■ **EXTRACTED INFORMATION**:

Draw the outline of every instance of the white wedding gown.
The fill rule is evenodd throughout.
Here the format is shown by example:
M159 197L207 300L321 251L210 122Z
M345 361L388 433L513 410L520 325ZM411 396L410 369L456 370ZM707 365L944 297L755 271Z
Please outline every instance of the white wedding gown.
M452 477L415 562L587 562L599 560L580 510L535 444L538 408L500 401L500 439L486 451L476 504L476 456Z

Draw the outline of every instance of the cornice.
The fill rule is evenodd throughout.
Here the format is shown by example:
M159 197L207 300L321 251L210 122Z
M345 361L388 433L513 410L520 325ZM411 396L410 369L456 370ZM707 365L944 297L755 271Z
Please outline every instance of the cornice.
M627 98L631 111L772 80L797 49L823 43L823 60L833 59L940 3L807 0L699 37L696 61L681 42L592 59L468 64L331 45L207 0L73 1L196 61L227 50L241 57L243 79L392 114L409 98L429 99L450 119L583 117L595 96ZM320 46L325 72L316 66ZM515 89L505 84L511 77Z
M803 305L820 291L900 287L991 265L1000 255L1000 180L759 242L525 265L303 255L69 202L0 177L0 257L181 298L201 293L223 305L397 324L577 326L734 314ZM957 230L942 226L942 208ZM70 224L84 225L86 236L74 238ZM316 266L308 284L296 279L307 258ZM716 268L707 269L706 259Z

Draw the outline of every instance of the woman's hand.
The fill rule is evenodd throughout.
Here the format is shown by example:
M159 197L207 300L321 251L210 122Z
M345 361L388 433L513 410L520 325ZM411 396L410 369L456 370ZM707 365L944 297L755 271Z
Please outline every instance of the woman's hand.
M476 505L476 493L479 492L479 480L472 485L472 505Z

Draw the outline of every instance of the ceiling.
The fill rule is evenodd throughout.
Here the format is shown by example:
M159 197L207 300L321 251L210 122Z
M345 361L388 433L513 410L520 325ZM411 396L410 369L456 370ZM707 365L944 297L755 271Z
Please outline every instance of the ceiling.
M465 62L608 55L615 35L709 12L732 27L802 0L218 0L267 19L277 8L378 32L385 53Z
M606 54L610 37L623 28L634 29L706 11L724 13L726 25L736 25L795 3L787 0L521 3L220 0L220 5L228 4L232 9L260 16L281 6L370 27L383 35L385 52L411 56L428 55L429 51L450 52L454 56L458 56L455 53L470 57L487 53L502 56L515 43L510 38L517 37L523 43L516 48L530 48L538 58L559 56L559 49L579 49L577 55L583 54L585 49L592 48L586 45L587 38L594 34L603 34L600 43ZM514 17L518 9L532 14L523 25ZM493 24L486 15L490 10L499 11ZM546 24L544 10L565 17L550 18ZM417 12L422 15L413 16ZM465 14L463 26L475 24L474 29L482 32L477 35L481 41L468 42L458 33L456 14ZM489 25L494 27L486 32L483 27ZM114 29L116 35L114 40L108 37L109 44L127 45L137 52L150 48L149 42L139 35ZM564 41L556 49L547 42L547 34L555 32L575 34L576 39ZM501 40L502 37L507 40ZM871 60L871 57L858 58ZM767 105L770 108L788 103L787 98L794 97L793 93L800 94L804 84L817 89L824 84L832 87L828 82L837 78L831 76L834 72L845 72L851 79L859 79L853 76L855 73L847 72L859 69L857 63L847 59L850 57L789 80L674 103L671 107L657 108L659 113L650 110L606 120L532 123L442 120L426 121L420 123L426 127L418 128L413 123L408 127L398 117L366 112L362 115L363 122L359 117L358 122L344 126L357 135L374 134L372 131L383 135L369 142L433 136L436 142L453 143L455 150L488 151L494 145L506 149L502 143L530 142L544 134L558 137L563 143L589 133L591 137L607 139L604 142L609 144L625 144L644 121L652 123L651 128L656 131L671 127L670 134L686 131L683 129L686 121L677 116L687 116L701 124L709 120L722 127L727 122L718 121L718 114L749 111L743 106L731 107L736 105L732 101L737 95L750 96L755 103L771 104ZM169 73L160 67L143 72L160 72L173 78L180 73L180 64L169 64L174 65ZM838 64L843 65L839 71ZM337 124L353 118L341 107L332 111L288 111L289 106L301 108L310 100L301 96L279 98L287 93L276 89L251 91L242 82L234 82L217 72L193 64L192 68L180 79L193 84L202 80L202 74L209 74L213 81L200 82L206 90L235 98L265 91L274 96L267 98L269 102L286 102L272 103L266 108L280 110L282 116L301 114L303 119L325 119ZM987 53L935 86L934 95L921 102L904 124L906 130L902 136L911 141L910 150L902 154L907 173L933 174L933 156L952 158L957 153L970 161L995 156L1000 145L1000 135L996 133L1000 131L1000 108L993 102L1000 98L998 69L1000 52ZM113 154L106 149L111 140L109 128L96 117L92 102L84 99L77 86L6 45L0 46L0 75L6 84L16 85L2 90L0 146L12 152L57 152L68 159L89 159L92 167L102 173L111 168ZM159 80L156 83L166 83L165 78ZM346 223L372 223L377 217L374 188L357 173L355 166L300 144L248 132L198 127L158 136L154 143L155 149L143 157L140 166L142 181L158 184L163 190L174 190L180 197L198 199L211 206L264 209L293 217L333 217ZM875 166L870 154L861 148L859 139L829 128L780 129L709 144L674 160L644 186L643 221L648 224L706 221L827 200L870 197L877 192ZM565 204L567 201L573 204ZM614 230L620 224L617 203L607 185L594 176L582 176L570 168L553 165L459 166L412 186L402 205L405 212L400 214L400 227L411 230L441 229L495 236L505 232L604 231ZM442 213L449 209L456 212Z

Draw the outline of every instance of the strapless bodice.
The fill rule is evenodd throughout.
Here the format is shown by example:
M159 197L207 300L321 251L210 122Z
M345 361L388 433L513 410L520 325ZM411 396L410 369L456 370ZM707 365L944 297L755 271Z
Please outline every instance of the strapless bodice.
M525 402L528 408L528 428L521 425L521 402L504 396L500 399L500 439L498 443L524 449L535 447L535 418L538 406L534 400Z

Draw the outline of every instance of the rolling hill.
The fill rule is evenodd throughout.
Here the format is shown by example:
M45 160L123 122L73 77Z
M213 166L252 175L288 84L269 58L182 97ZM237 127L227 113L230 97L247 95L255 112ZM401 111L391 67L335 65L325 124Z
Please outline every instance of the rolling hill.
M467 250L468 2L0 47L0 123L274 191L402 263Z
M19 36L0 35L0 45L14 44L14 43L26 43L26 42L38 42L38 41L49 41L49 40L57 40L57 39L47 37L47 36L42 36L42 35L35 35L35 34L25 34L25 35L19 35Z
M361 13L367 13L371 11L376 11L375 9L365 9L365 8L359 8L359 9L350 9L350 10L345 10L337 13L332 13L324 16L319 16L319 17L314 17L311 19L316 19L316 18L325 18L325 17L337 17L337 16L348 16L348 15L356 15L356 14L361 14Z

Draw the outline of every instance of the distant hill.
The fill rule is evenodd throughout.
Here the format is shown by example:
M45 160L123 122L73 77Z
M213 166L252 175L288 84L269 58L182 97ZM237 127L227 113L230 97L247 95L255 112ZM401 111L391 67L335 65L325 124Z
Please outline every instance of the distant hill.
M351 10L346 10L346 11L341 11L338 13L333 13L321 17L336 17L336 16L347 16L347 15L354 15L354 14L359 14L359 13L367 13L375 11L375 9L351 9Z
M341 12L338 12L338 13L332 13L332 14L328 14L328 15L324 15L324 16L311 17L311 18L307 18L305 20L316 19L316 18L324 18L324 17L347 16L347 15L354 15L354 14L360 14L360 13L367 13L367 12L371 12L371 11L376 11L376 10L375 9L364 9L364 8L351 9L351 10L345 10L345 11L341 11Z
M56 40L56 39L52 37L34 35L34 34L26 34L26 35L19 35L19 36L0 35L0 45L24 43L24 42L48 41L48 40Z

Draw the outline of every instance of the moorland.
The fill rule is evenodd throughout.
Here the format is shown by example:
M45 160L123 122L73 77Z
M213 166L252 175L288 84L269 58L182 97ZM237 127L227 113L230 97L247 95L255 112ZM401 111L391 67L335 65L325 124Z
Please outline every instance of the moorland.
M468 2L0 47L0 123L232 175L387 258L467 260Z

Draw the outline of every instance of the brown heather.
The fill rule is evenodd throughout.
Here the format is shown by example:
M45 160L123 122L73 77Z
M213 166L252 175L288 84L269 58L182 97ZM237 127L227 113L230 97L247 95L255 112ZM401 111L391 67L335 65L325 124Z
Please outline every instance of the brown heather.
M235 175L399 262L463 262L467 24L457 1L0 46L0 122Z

■ **YOUR GOAL**: Pick out every line above that contains the word "Draw" and copy it.

■ **RESPONSE**:
Draw the outline of every instance of the white wedding gown.
Draw the outline of every instance of the cornice.
Draw the outline of every instance of the woman's hand.
Draw the outline of every instance of the ceiling.
Draw the outline of every instance of the strapless bodice.
Draw the outline of every instance of the rolling hill.
Draw the outline of every instance of the distant hill.
Draw the outline of every instance of the moorland.
Draw the outline of every instance of the brown heather.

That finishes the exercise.